--- Start DATA SHOWN ---
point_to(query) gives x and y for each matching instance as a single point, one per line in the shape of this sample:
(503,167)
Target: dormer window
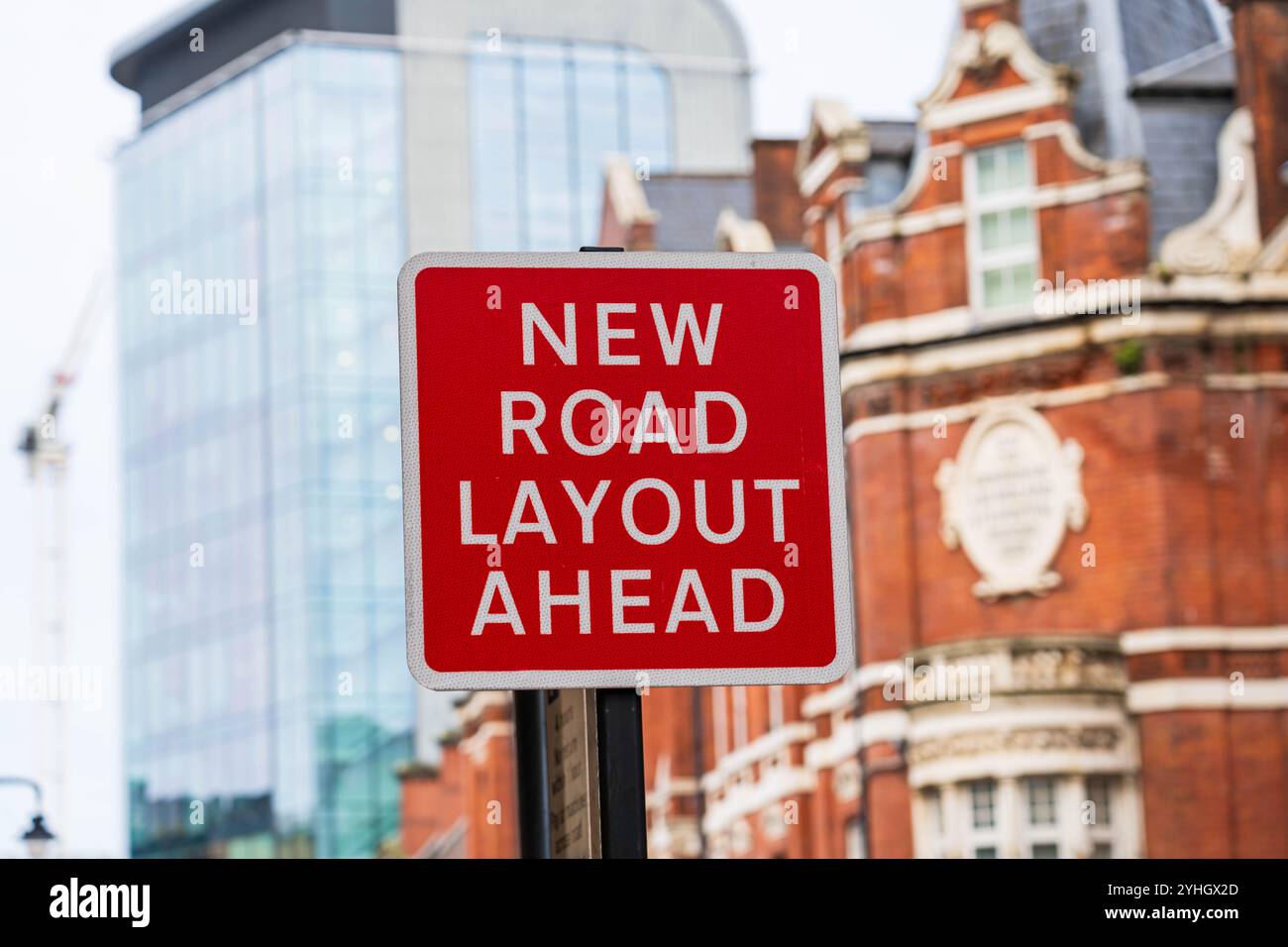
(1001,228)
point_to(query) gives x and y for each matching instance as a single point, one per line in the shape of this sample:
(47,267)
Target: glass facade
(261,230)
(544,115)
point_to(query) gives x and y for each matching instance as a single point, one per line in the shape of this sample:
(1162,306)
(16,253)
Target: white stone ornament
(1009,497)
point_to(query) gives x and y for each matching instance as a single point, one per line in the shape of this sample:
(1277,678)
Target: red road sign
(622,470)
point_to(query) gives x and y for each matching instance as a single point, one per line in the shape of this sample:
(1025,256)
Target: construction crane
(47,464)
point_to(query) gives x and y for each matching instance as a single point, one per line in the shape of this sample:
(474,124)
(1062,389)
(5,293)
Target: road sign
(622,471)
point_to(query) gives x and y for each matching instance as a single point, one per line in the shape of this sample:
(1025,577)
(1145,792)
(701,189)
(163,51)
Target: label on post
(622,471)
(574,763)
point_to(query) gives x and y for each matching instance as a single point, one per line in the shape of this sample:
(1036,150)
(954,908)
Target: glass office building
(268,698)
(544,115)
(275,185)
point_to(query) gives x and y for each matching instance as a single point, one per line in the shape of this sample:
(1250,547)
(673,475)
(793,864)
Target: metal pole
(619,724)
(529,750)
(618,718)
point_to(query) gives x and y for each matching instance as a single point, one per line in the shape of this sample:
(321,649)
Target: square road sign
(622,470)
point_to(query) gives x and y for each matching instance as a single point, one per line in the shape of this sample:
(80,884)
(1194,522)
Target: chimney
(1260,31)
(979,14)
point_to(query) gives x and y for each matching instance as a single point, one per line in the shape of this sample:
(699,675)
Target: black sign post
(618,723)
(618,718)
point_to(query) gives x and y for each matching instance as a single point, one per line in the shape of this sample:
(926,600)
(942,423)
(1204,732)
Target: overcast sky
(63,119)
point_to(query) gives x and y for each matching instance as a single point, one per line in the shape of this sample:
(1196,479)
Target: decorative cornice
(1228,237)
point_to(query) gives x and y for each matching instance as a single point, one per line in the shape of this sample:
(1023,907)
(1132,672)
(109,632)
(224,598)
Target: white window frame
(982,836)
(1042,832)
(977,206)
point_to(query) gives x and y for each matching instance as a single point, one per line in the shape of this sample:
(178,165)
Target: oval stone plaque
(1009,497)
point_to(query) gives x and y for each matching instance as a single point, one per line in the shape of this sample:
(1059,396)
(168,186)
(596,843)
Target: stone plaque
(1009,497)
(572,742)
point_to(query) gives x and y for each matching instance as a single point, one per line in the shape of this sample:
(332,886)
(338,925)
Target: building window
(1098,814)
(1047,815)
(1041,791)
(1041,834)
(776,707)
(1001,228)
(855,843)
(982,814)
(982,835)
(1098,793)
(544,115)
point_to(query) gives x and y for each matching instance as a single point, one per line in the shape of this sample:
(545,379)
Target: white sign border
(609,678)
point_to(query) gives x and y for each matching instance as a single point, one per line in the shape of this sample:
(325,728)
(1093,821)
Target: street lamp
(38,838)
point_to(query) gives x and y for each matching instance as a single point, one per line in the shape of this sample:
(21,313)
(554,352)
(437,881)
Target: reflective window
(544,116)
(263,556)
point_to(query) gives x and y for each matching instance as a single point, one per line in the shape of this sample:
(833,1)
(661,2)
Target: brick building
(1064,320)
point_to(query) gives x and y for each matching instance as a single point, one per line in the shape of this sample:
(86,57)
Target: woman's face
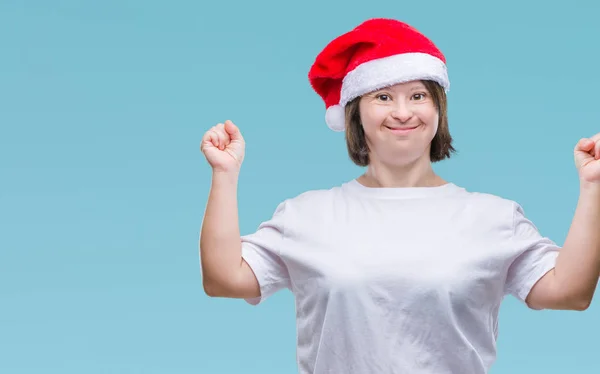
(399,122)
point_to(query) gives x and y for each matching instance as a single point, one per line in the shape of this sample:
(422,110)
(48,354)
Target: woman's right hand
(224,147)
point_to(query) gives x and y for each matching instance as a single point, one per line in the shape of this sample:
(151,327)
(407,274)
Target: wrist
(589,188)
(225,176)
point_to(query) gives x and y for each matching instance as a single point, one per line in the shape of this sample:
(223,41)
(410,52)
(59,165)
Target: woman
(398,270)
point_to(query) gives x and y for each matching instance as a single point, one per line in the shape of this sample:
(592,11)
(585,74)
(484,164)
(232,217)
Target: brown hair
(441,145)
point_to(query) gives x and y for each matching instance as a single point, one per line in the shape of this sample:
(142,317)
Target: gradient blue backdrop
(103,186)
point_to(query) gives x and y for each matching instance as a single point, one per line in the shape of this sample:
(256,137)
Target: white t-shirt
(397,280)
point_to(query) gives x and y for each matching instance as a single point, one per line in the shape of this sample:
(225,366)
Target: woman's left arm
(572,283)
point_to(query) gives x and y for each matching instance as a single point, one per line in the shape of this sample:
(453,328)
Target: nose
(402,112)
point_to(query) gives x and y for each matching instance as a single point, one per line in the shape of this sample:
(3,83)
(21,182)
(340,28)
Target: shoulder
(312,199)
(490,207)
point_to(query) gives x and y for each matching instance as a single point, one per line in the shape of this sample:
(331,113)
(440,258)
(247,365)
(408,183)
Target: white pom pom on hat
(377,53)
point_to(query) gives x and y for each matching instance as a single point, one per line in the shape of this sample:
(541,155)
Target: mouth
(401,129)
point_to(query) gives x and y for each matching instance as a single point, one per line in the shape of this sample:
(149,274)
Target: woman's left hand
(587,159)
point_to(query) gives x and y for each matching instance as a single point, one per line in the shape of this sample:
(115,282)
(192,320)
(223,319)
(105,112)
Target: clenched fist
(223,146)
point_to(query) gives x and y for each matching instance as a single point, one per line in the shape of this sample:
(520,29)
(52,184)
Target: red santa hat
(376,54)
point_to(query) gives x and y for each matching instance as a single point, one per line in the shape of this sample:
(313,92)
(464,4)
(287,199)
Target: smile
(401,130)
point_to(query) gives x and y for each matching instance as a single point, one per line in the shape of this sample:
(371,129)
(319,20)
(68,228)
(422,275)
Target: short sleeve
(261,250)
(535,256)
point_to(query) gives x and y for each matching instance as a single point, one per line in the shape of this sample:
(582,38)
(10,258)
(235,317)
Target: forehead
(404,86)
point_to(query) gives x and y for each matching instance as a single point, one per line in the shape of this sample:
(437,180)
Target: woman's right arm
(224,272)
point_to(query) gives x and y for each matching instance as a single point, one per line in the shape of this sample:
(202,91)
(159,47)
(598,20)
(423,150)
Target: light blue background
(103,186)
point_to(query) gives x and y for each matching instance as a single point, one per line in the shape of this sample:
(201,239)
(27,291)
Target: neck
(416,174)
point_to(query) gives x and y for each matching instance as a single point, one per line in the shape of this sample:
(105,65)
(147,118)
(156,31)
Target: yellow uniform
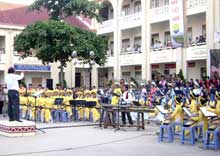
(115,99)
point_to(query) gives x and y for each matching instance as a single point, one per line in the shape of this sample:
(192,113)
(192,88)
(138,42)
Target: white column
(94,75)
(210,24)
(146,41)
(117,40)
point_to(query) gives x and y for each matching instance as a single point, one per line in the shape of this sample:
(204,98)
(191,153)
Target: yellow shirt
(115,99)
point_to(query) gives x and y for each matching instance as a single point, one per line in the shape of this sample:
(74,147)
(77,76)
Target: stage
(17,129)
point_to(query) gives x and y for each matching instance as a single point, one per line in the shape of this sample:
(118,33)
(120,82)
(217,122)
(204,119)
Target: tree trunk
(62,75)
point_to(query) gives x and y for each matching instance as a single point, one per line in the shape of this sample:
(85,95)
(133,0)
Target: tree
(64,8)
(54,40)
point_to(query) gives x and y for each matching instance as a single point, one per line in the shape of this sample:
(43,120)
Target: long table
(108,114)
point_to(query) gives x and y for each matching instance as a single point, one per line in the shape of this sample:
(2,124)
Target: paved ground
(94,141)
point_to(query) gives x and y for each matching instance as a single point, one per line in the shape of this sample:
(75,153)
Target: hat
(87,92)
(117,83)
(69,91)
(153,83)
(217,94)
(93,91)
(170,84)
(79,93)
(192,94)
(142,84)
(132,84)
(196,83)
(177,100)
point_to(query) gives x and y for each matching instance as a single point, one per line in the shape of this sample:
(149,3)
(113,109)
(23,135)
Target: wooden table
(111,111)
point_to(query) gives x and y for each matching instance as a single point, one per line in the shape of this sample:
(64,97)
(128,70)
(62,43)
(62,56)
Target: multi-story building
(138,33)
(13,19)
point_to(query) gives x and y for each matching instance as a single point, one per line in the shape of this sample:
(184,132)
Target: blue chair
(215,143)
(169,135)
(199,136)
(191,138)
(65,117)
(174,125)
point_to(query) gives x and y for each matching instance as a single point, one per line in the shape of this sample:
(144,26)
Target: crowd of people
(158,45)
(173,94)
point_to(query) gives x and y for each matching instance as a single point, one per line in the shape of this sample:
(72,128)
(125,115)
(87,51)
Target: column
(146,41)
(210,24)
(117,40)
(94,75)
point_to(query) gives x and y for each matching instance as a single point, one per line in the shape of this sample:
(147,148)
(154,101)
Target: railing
--- End DATA SHOWN ---
--- Start DATA SHOWN ---
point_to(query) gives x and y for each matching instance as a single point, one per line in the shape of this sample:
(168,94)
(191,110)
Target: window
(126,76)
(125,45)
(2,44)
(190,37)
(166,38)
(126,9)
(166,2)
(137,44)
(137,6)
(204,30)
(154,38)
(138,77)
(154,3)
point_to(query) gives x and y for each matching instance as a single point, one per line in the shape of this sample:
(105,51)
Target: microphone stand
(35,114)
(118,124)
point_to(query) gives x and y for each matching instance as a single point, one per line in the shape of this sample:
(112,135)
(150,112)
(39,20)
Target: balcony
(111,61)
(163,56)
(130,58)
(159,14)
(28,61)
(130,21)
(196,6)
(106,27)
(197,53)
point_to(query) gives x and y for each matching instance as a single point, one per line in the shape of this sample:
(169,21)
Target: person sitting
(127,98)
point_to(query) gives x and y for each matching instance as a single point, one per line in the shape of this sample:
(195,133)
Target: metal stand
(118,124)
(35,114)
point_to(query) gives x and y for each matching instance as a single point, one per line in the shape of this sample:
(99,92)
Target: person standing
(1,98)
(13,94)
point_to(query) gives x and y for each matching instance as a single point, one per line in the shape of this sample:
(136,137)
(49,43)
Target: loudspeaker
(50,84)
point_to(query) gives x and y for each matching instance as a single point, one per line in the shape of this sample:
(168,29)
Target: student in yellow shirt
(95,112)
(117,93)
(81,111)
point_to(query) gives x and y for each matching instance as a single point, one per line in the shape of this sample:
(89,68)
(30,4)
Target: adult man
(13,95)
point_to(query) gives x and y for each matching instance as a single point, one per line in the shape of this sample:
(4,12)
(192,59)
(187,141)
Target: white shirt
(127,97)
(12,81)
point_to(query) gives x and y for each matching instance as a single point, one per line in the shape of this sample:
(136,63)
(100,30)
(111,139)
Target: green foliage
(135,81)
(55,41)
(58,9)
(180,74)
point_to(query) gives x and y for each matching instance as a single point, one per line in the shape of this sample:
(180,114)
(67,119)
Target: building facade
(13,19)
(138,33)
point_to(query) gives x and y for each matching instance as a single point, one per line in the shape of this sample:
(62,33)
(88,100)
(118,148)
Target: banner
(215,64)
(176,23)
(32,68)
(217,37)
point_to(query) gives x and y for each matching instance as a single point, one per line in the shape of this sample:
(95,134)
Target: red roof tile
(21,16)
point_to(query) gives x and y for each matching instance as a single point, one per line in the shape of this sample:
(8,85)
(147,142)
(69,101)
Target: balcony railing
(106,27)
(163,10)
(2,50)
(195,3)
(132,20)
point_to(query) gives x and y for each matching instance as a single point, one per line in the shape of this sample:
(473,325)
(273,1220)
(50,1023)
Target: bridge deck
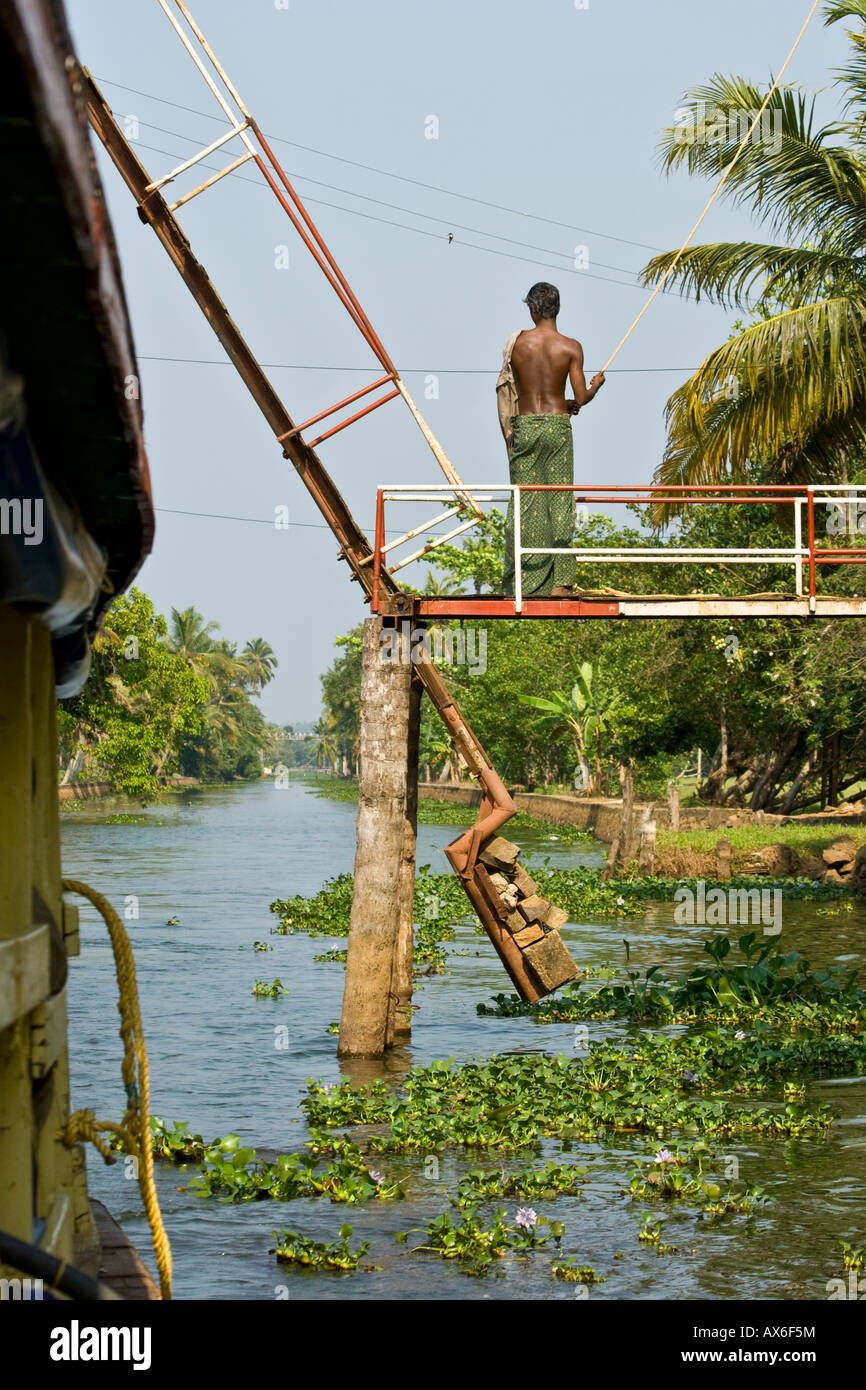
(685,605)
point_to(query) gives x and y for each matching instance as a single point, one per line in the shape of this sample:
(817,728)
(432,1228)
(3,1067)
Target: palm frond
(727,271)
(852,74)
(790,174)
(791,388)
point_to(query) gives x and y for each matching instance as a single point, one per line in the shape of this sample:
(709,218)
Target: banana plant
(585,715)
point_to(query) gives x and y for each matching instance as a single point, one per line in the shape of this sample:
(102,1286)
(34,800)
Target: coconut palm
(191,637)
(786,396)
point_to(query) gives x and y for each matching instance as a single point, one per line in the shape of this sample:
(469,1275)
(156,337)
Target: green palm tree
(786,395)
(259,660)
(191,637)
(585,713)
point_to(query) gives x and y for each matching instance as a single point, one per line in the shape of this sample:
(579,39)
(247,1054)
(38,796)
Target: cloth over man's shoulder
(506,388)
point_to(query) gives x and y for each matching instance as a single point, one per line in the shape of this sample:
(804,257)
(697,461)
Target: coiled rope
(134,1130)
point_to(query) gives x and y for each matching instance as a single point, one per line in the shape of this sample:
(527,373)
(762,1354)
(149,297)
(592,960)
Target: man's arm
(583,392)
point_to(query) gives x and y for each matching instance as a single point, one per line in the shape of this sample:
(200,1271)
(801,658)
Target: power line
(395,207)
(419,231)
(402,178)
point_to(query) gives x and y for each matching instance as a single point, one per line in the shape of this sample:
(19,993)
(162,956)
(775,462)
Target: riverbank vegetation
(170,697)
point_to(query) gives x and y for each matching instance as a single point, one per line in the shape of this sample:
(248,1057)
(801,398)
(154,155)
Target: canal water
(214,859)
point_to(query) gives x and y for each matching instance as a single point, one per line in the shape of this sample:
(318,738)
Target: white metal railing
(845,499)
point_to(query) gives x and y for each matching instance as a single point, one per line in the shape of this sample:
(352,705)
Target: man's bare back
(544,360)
--- End DATA SHOWN ---
Give the number of lines in the data above that contain the string "palm", treating uppercase and lowercase as different. Reply with that number alone.

**RESPONSE:**
3